**Exercise details**
Output every line from the beginning of the records through the line that contains "box: [425, 71, 550, 156]", exactly as it appears.
*** Records for the exercise ***
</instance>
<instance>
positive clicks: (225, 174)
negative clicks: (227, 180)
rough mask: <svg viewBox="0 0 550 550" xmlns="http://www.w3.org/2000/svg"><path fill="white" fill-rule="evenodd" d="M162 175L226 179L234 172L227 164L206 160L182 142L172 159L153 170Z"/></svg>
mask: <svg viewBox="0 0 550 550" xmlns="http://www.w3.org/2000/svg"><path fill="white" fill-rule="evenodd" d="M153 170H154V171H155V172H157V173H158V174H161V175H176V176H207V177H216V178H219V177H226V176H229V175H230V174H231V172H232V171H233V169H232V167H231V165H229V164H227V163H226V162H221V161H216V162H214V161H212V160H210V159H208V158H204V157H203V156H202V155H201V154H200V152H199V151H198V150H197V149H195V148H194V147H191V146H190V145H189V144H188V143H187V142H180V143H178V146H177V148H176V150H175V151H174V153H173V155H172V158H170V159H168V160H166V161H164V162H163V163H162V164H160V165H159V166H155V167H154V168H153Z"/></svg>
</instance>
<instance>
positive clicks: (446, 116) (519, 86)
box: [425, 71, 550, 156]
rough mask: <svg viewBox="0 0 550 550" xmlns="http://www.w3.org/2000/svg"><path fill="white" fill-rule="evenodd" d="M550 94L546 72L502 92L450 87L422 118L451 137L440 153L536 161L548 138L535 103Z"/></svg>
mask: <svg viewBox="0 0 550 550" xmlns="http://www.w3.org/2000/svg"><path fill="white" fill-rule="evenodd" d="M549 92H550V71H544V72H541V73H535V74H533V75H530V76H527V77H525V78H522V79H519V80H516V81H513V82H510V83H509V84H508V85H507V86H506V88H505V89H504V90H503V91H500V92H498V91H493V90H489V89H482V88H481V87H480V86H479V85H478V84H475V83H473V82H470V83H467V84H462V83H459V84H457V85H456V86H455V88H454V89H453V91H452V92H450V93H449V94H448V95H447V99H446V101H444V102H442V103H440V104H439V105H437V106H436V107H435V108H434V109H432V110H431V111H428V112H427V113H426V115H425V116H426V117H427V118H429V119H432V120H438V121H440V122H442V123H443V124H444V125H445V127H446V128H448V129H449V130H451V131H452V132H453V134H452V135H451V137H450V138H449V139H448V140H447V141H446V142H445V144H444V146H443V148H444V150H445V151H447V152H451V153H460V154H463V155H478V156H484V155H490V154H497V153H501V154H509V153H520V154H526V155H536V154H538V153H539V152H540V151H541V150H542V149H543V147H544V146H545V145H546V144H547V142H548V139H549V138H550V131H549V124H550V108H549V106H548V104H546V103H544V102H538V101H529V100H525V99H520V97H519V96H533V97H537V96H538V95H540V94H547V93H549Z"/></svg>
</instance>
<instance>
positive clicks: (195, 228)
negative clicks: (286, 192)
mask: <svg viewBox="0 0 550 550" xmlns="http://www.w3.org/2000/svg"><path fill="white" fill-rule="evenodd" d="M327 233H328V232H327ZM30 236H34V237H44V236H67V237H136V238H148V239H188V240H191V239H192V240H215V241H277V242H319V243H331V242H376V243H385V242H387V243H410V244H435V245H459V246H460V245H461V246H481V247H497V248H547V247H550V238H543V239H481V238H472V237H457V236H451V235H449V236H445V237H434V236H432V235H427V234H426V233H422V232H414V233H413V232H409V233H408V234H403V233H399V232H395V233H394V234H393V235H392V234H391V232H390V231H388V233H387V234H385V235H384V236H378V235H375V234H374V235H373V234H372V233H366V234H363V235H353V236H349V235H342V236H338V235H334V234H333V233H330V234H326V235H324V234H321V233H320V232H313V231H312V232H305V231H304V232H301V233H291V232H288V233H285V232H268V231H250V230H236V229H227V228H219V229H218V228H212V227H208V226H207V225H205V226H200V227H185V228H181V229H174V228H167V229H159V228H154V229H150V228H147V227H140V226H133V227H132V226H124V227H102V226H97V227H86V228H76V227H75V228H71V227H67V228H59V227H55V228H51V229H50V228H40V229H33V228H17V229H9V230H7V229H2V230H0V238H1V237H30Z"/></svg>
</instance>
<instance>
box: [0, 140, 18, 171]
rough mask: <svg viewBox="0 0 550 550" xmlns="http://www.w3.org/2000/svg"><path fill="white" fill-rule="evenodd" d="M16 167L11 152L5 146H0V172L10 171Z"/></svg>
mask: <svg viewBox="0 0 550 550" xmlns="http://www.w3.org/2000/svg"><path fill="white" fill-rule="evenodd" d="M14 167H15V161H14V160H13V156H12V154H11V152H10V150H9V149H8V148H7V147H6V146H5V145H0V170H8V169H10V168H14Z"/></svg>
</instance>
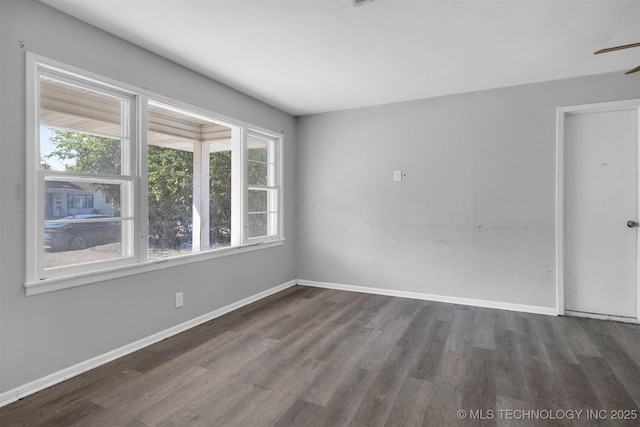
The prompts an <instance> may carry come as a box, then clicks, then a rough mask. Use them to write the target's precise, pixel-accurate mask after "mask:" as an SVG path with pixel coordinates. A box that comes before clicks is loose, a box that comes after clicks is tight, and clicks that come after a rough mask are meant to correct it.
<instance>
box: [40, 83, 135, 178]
mask: <svg viewBox="0 0 640 427" xmlns="http://www.w3.org/2000/svg"><path fill="white" fill-rule="evenodd" d="M128 108H129V102H128V101H126V100H124V99H121V98H117V97H115V96H111V95H107V94H105V93H100V92H97V91H93V90H89V89H86V88H82V87H79V86H74V85H71V84H68V83H64V82H61V81H57V80H53V79H50V78H48V77H42V78H41V79H40V141H39V145H40V167H41V169H44V170H56V171H68V172H93V173H101V174H120V173H122V154H123V150H124V148H123V147H124V145H125V144H123V141H125V140H127V137H128V135H127V130H126V129H127V128H128V127H127V126H126V125H125V123H123V119H122V118H123V117H124V116H125V115H126V114H125V113H126V112H127V111H128Z"/></svg>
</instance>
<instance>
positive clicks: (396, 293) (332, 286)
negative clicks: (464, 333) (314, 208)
mask: <svg viewBox="0 0 640 427" xmlns="http://www.w3.org/2000/svg"><path fill="white" fill-rule="evenodd" d="M297 283H298V285H302V286H314V287H316V288H328V289H337V290H341V291H351V292H362V293H366V294H376V295H386V296H392V297H400V298H413V299H420V300H426V301H436V302H446V303H449V304H460V305H470V306H474V307H483V308H496V309H499V310H509V311H519V312H522V313H534V314H545V315H548V316H557V315H558V313H557V311H556V309H555V308H552V307H541V306H537V305H525V304H514V303H510V302H500V301H487V300H479V299H472V298H461V297H452V296H447V295H433V294H424V293H421V292H408V291H398V290H394V289H382V288H368V287H365V286H353V285H343V284H339V283H327V282H315V281H313V280H304V279H298V281H297Z"/></svg>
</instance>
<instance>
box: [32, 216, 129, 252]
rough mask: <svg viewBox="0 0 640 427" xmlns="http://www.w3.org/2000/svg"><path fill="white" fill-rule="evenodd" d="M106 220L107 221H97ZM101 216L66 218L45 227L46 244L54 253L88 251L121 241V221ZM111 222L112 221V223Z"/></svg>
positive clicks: (87, 216) (44, 240) (45, 240)
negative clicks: (80, 250) (102, 245)
mask: <svg viewBox="0 0 640 427" xmlns="http://www.w3.org/2000/svg"><path fill="white" fill-rule="evenodd" d="M102 218H104V219H105V221H96V220H99V219H102ZM112 219H113V217H110V216H108V215H99V214H86V215H75V216H66V217H64V218H60V219H59V220H58V221H56V222H54V223H46V224H45V225H44V244H45V246H46V247H49V248H50V249H51V250H53V251H68V250H72V251H73V250H79V249H86V248H90V247H93V246H97V245H104V244H107V243H114V242H119V241H120V235H121V233H120V229H121V226H120V221H112ZM110 220H111V221H110Z"/></svg>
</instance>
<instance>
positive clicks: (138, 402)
mask: <svg viewBox="0 0 640 427" xmlns="http://www.w3.org/2000/svg"><path fill="white" fill-rule="evenodd" d="M639 407H640V328H639V327H638V326H637V325H629V324H623V323H615V322H606V321H598V320H588V319H579V318H572V317H559V318H557V317H550V316H542V315H533V314H523V313H516V312H510V311H501V310H492V309H483V308H475V307H467V306H460V305H452V304H443V303H436V302H428V301H418V300H411V299H403V298H393V297H385V296H377V295H368V294H359V293H352V292H344V291H335V290H326V289H318V288H308V287H301V286H295V287H293V288H290V289H287V290H285V291H283V292H280V293H278V294H276V295H272V296H270V297H268V298H266V299H263V300H261V301H259V302H257V303H254V304H251V305H248V306H246V307H243V308H242V309H240V310H237V311H235V312H233V313H230V314H228V315H226V316H223V317H220V318H218V319H215V320H213V321H210V322H208V323H206V324H203V325H201V326H198V327H196V328H193V329H191V330H189V331H186V332H184V333H181V334H179V335H177V336H175V337H172V338H169V339H166V340H164V341H161V342H159V343H157V344H154V345H152V346H150V347H147V348H145V349H143V350H140V351H137V352H135V353H132V354H130V355H128V356H126V357H123V358H120V359H118V360H116V361H113V362H111V363H109V364H106V365H104V366H101V367H99V368H96V369H94V370H92V371H89V372H87V373H85V374H82V375H80V376H77V377H75V378H72V379H70V380H68V381H66V382H63V383H61V384H58V385H56V386H54V387H51V388H49V389H47V390H44V391H42V392H40V393H36V394H34V395H32V396H29V397H27V398H24V399H22V400H20V401H18V402H15V403H13V404H11V405H7V406H5V407H4V408H0V425H2V426H3V427H4V426H7V427H8V426H75V425H77V426H243V427H250V426H304V427H307V426H346V425H351V426H421V425H427V426H448V425H466V426H470V425H478V424H483V425H524V426H530V425H535V426H542V425H579V426H589V425H640V421H638V420H639V419H640V411H639ZM459 411H464V413H459ZM579 411H582V412H579ZM588 411H590V412H588ZM625 411H627V412H625ZM461 414H462V415H464V417H465V419H459V418H462V416H461ZM614 417H622V418H625V417H626V418H634V417H635V418H636V419H635V420H626V421H625V420H621V421H618V420H613V419H612V418H614ZM560 418H564V419H560Z"/></svg>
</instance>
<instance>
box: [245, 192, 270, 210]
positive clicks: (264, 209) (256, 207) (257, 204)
mask: <svg viewBox="0 0 640 427" xmlns="http://www.w3.org/2000/svg"><path fill="white" fill-rule="evenodd" d="M267 210H268V209H267V190H249V213H256V212H266V211H267Z"/></svg>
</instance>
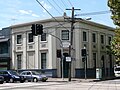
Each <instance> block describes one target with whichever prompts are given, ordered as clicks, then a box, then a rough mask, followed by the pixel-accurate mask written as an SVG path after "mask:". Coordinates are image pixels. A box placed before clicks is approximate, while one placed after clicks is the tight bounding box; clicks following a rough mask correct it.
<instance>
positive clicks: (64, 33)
mask: <svg viewBox="0 0 120 90" xmlns="http://www.w3.org/2000/svg"><path fill="white" fill-rule="evenodd" d="M62 40H69V30H62Z"/></svg>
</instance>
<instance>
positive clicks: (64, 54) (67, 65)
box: [63, 53, 69, 78]
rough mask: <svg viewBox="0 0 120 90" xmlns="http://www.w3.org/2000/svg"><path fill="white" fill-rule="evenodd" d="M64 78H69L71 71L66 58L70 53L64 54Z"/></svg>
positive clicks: (66, 53) (68, 63)
mask: <svg viewBox="0 0 120 90" xmlns="http://www.w3.org/2000/svg"><path fill="white" fill-rule="evenodd" d="M63 55H64V58H63V77H64V78H68V69H69V62H66V57H67V56H68V53H63Z"/></svg>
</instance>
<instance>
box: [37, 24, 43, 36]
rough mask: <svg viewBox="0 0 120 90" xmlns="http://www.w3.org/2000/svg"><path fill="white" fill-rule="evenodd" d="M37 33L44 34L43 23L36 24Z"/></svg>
mask: <svg viewBox="0 0 120 90" xmlns="http://www.w3.org/2000/svg"><path fill="white" fill-rule="evenodd" d="M36 34H37V35H42V34H43V25H42V24H36Z"/></svg>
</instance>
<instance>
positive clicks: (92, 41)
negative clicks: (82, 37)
mask: <svg viewBox="0 0 120 90" xmlns="http://www.w3.org/2000/svg"><path fill="white" fill-rule="evenodd" d="M92 42H94V43H95V42H96V34H95V33H93V34H92Z"/></svg>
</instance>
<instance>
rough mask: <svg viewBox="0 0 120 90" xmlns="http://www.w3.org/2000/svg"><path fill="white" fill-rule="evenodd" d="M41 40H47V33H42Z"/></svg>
mask: <svg viewBox="0 0 120 90" xmlns="http://www.w3.org/2000/svg"><path fill="white" fill-rule="evenodd" d="M41 41H46V33H43V34H42V35H41Z"/></svg>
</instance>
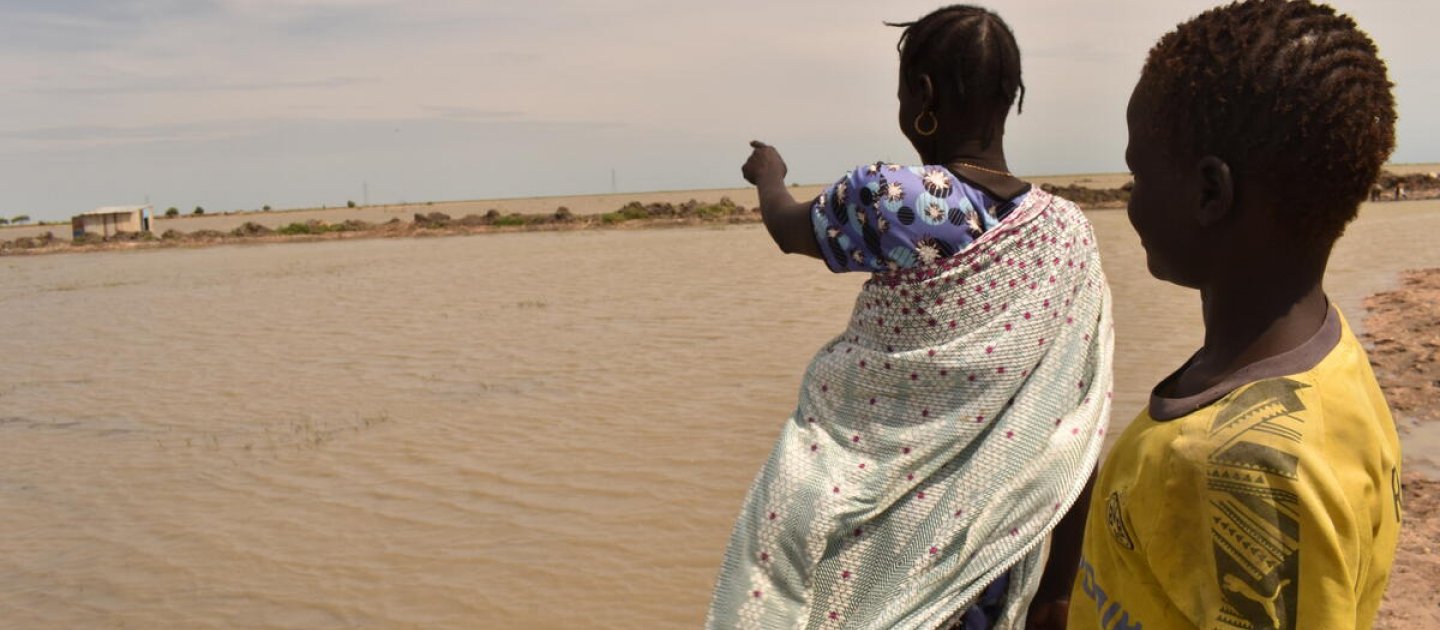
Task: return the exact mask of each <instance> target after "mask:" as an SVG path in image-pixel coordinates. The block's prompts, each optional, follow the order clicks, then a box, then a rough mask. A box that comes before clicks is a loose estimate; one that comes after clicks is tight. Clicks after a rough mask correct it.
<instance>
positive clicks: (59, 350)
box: [0, 203, 1440, 629]
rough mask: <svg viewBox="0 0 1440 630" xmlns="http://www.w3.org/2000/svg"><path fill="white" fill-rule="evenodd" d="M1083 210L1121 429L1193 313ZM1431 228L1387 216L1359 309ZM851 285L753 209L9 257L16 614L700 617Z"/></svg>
mask: <svg viewBox="0 0 1440 630" xmlns="http://www.w3.org/2000/svg"><path fill="white" fill-rule="evenodd" d="M1092 217H1093V222H1094V224H1096V230H1097V233H1099V237H1100V242H1102V246H1103V253H1104V265H1106V269H1107V270H1109V273H1110V279H1112V286H1113V292H1115V299H1116V311H1115V312H1116V327H1117V352H1116V368H1117V375H1116V385H1117V391H1116V413H1117V416H1116V417H1115V421H1113V426H1115V427H1116V429H1119V427H1120V426H1122V424H1123V423H1125V421H1128V420H1129V417H1130V416H1133V414H1135V411H1138V410H1139V407H1140V404H1143V400H1145V393H1146V391H1148V388H1149V387H1151V384H1152V383H1153V381H1155V380H1158V378H1159V377H1162V375H1164V374H1165V373H1168V371H1169V370H1172V368H1174V367H1175V365H1176V364H1178V362H1179V361H1182V360H1184V358H1185V355H1188V352H1189V351H1191V350H1194V347H1195V344H1197V342H1198V339H1200V328H1198V305H1197V299H1195V296H1194V295H1192V293H1189V292H1187V291H1182V289H1178V288H1172V286H1166V285H1162V283H1159V282H1156V280H1153V279H1151V278H1149V276H1148V275H1146V273H1145V268H1143V253H1142V252H1140V249H1139V245H1138V240H1136V239H1135V236H1133V234H1132V232H1130V230H1129V226H1128V224H1126V220H1125V213H1123V211H1097V213H1093V214H1092ZM1434 234H1440V203H1403V204H1384V206H1375V207H1367V209H1365V211H1364V214H1362V219H1361V220H1359V222H1358V223H1356V224H1355V226H1352V227H1351V230H1349V234H1348V236H1346V237H1345V239H1344V240H1342V245H1341V247H1339V250H1338V253H1336V256H1335V260H1333V263H1332V269H1331V276H1329V280H1328V286H1329V291H1331V295H1332V296H1333V298H1335V299H1336V301H1338V302H1339V303H1341V306H1342V309H1345V311H1346V314H1349V316H1351V319H1352V322H1356V324H1358V321H1359V319H1361V318H1362V312H1361V309H1359V301H1361V299H1362V298H1364V296H1365V295H1368V293H1372V292H1375V291H1381V289H1385V288H1390V286H1392V285H1394V282H1395V273H1397V272H1398V270H1400V269H1404V268H1420V266H1440V249H1437V247H1434V245H1433V237H1434ZM861 280H863V278H861V276H858V275H847V276H834V275H831V273H828V272H825V270H824V268H822V266H821V265H819V263H816V262H812V260H805V259H799V257H785V256H780V255H779V253H776V252H775V249H773V246H772V245H770V243H769V242H768V239H766V236H765V230H763V229H762V227H760V226H740V227H713V229H711V227H700V229H677V230H636V232H569V233H516V234H490V236H474V237H448V239H390V240H347V242H328V243H281V245H252V246H226V247H210V249H184V250H179V249H177V250H168V249H166V250H145V252H111V253H94V255H68V256H33V257H7V259H0V322H3V324H4V331H3V334H0V357H3V358H4V361H0V531H3V532H6V534H4V537H0V618H3V620H0V626H4V627H294V629H314V627H426V629H432V627H456V629H458V627H504V629H531V627H576V626H582V624H583V626H589V627H613V629H631V627H694V626H697V624H698V623H700V621H701V618H703V614H704V607H706V604H707V601H708V594H710V587H711V584H713V580H714V575H716V570H717V567H719V562H720V557H721V552H723V548H724V541H726V537H727V534H729V529H730V525H732V521H733V518H734V515H736V512H737V509H739V505H740V498H742V495H743V493H744V490H746V486H747V485H749V482H750V479H752V476H753V475H755V472H756V470H757V467H759V465H760V462H762V460H763V457H765V455H766V452H768V450H769V447H770V442H772V439H773V437H775V434H776V432H778V427H779V423H780V421H782V420H783V419H785V417H786V414H788V411H789V410H791V408H792V406H793V398H795V391H796V387H798V384H799V377H801V373H802V370H804V367H805V364H806V361H808V360H809V355H811V354H812V352H814V351H815V350H816V348H818V347H819V345H821V344H822V342H824V341H827V339H828V338H829V337H832V335H834V334H837V332H840V329H841V328H842V327H844V324H845V321H847V318H848V314H850V305H851V299H852V296H854V292H855V289H857V288H858V285H860V282H861ZM1430 433H1431V434H1433V433H1434V432H1430ZM1418 436H1420V437H1414V439H1410V440H1407V449H1410V452H1411V453H1413V455H1416V453H1417V452H1434V447H1436V444H1437V442H1440V440H1437V439H1436V437H1440V436H1430V437H1424V436H1426V433H1420V434H1418ZM1417 440H1420V442H1418V443H1417Z"/></svg>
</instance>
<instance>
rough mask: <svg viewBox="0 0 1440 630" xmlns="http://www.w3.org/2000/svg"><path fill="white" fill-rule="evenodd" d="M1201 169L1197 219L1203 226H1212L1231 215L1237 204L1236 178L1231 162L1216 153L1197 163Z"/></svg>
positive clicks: (1201, 224)
mask: <svg viewBox="0 0 1440 630" xmlns="http://www.w3.org/2000/svg"><path fill="white" fill-rule="evenodd" d="M1197 168H1198V170H1200V209H1198V213H1197V216H1195V220H1197V222H1198V223H1200V226H1201V227H1210V226H1214V224H1215V223H1220V222H1223V220H1224V219H1225V217H1228V216H1230V213H1231V210H1234V206H1236V180H1234V178H1233V177H1231V175H1230V164H1225V161H1224V160H1221V158H1218V157H1215V155H1205V157H1202V158H1200V163H1198V164H1197Z"/></svg>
***
**Answer to this exercise**
</instance>
<instance>
positive clicks: (225, 174)
negative clicks: (227, 180)
rough mask: <svg viewBox="0 0 550 550" xmlns="http://www.w3.org/2000/svg"><path fill="white" fill-rule="evenodd" d="M162 175L226 179L234 172L227 164L206 160L182 142L172 159L153 170Z"/></svg>
mask: <svg viewBox="0 0 550 550" xmlns="http://www.w3.org/2000/svg"><path fill="white" fill-rule="evenodd" d="M153 170H154V171H155V172H157V173H158V174H161V175H176V176H207V177H216V178H219V177H226V176H229V175H230V174H231V172H232V171H233V169H232V167H231V165H229V164H227V163H226V162H221V161H216V162H214V161H212V160H210V159H208V158H204V157H203V156H202V155H201V154H200V152H199V151H198V150H197V149H195V148H194V147H191V146H190V145H189V144H188V143H187V142H180V143H178V146H177V148H176V150H175V151H174V153H173V155H172V158H170V159H168V160H166V161H164V162H163V163H162V164H160V165H159V166H155V167H154V168H153Z"/></svg>
</instance>
<instance>
positive clicks: (446, 116) (519, 86)
box: [425, 71, 550, 156]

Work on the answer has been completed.